TAREA A REALIZAR: Transcriba la totalidad de los registros que siguen como una lista JSON de cadenas, con una cadena por cada línea y sin incluir las líneas en blanco.

INFORMACIÓN REGISTRADA:
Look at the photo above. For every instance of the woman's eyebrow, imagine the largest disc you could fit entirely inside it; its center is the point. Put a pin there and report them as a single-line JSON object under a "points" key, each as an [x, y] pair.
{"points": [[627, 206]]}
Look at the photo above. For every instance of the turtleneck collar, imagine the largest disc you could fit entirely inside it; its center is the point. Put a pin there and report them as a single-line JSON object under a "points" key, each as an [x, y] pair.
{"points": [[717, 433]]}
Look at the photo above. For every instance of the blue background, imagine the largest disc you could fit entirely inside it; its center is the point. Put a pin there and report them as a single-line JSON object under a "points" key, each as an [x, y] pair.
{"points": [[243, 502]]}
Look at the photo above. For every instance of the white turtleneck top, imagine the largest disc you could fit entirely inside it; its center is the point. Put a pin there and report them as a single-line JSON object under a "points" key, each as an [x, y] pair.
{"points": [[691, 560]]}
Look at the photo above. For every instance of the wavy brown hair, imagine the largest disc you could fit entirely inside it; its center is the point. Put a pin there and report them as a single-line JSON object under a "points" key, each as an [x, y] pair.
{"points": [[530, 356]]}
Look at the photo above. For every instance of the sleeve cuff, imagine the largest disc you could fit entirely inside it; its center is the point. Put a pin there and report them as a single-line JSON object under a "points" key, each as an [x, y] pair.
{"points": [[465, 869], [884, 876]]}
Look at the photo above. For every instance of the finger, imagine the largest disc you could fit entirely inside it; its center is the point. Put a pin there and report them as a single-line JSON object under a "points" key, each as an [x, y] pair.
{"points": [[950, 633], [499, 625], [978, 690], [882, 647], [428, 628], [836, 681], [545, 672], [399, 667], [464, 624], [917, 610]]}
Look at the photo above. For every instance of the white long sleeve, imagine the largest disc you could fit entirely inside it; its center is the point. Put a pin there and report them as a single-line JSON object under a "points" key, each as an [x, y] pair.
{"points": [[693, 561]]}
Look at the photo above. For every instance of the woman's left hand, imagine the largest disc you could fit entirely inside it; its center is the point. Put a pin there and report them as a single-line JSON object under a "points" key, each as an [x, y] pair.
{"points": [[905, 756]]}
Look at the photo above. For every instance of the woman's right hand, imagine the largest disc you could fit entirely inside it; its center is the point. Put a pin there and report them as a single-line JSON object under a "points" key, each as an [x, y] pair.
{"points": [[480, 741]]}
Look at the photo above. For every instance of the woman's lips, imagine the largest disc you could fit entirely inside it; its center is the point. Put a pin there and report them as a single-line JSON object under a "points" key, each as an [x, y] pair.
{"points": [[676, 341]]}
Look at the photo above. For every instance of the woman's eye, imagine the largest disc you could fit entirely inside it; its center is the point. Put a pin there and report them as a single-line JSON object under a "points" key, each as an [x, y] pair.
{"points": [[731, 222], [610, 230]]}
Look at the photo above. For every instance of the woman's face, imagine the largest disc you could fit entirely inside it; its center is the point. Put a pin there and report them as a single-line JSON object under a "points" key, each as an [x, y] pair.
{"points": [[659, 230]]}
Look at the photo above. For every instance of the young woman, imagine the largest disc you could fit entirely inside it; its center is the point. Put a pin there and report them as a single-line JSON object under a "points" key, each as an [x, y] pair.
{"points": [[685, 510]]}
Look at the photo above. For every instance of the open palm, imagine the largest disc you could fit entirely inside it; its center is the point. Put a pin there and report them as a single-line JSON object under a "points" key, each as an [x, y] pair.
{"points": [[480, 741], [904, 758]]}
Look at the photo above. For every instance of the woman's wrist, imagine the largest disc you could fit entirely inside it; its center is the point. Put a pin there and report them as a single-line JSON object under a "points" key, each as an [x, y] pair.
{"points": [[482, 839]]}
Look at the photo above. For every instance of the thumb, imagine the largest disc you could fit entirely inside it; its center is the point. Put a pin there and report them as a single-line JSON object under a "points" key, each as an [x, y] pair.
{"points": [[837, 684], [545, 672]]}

RESULTADO CORRECTO:
[
  "Look at the photo above. For every instance of the woman's eyebrow, imagine the largest disc you could fit entirely inside it; its center is the point. Put a pin there and report them as a single-line JSON object under a \"points\" key, each as an [x, y] pair.",
  "{\"points\": [[627, 206]]}",
  "Look at the photo above. For every instance of the turtleneck collar, imagine the largest disc you could fit entirely inside it; its center is the point. Put a pin there and report them as a single-line JSON object under a \"points\" key, each as an [x, y] pair.",
  "{\"points\": [[717, 433]]}",
  "Look at the photo above. For every instance of the blue background, imagine the largest disc you could fit entirely inside it; its center is the point. Put a pin there and report them as a single-line JSON object under a \"points\" key, each as an [x, y] pair.",
  "{\"points\": [[243, 502]]}",
  "Look at the photo above. For every instance of the white turtleneck top, imagine the largest disc you could fit entirely inside it; its center is the point. Put a pin there and report them as a single-line JSON object under a \"points\" key, each as an [x, y] pair.",
  "{\"points\": [[691, 560]]}",
  "Look at the photo above. For every instance of the wavy brown hair, imagine the largest disc you could fit entirely inside it; its center is the point. Put a pin there and report them as a single-line JSON object under a \"points\" key, each as an [x, y] pair.",
  "{\"points\": [[530, 356]]}",
  "Look at the photo above. For every instance of the sleeve cuff, imagine the largest disc you could fit entirely inside it; its center is the point. Put a pin there and report them as a single-line JSON object under a \"points\" key, each as an [x, y] pair.",
  "{\"points\": [[465, 869], [884, 876]]}",
  "Look at the photo above. For every instance of the finger, imagine the largest disc you could fit entirely inside it; its center is the point. Put a pin there and report them as a single-line JSON object under a \"points\" key, each as an [x, y] pair.",
  "{\"points\": [[950, 633], [499, 625], [978, 690], [882, 647], [428, 628], [836, 681], [545, 672], [399, 667], [464, 624], [917, 610]]}",
  "Look at the photo above. For every instance of the white long sleeve, imagine the largest disc you could fit entirely inside it; its center is the point. Put a pin there and report them as a single-line JSON object under a \"points\" key, each as an [x, y] pair.",
  "{\"points\": [[693, 561]]}",
  "Look at the photo above. For every instance of the woman's left hand, imagine the largest disc you could fit entirely inside it; its center is the point. Put a pin there and report them as a single-line JSON object under a \"points\" key, each as an [x, y] pair.",
  "{\"points\": [[905, 756]]}",
  "Look at the photo above. For every instance of the woman's right hand, imagine the largest disc you could fit entirely inside it; its center is the point. Put a pin there and report them as a single-line JSON object under a \"points\" key, each as an [x, y] pair.",
  "{\"points\": [[480, 741]]}",
  "Look at the photo above. For every instance of the woman's lips, imagine the largest disc you could fit entirely inside it; its center is the point. Put a pin there and report them as a single-line JSON object under a \"points\" key, each as an [x, y] pair.",
  "{\"points\": [[676, 341]]}",
  "Look at the photo above. For every instance of the woman's eye, imagine the largest disc you could fit entirely inside it; its center is the point. Put a pin there and report them as a single-line JSON object under a \"points\" key, each as an [x, y] pair.",
  "{\"points\": [[731, 222], [610, 230]]}",
  "Look at the photo above. For every instance of the woman's face, imagine the largest disc you could fit entirely inside it; its center is the point. Put a pin there and report them as a single-line JSON object under a \"points\" key, each as an [x, y] pair.",
  "{\"points\": [[659, 230]]}",
  "Look at the photo above. For every instance of the young woman, imagine the largest disc you could fit entirely inside it; its center is the point. Put a pin there and report them as a single-line JSON object under a \"points\" key, each as an [x, y] pair.",
  "{\"points\": [[685, 510]]}",
  "Look at the photo above. For every instance of the open palm, imagine the largest disc you could fit entirely inside it; its center is the point. Put a pin there and report them as a single-line JSON object under a \"points\" key, each as an [x, y] pair.",
  "{\"points\": [[480, 741], [904, 758]]}",
  "Look at the photo above. For every instance of the woman's wrist, imagine the largest disc you could fit entirely inside it; its center is the point. Put a pin there and report them as a single-line JSON object under a \"points\" key, each as an [x, y] pair.",
  "{\"points\": [[482, 839]]}",
  "Look at the photo above. For every instance of the thumb, imagine the largest disc you could fit entirely inside it; its center is the point. Put a pin there and report them as a single-line JSON object under a \"points\" key, each as an [x, y] pair.",
  "{\"points\": [[837, 684], [545, 672]]}"
]